======== Data records
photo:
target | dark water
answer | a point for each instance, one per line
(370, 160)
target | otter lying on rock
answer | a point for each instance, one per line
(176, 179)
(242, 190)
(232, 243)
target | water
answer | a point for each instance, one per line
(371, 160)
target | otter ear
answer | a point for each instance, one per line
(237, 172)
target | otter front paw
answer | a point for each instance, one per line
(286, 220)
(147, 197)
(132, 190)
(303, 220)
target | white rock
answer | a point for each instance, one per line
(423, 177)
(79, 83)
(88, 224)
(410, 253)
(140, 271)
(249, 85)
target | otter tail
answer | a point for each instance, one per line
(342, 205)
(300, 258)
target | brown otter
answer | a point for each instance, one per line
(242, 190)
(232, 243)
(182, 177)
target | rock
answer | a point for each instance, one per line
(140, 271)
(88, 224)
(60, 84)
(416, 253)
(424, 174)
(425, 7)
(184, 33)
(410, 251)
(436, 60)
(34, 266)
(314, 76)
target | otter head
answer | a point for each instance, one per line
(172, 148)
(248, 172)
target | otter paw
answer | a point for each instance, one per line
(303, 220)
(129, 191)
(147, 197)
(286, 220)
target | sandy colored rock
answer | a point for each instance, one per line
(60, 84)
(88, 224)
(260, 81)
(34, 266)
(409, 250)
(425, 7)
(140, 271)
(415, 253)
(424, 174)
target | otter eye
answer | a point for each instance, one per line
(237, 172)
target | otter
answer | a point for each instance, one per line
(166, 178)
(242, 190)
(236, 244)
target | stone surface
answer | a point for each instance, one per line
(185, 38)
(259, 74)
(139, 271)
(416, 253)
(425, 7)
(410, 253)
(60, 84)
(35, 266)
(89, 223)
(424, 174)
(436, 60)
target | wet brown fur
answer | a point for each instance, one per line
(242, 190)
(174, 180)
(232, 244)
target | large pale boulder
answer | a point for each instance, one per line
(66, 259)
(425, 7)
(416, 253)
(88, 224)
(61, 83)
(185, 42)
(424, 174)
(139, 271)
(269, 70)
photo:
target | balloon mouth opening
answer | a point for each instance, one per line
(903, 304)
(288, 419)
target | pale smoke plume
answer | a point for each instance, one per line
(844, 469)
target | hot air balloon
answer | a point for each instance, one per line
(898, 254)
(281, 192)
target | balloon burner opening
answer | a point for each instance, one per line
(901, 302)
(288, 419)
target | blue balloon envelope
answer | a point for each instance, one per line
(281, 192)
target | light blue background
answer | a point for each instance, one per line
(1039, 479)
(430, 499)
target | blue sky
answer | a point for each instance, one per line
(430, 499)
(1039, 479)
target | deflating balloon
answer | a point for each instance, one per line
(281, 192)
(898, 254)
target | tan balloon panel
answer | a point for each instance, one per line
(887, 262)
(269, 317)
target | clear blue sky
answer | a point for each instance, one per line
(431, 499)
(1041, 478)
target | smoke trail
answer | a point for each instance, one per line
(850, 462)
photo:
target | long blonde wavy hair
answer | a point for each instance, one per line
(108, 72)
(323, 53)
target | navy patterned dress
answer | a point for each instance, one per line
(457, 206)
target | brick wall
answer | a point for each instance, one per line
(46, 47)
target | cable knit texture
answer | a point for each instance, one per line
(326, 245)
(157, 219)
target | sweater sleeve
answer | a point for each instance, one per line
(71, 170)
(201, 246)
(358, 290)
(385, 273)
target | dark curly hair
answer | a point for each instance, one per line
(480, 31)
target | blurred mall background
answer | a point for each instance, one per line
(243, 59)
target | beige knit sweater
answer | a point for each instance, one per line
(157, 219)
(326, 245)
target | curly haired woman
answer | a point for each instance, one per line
================
**Problem description**
Using the listing above, count how many lines contain the word "rock" and, please, write only that number.

**Answer space**
4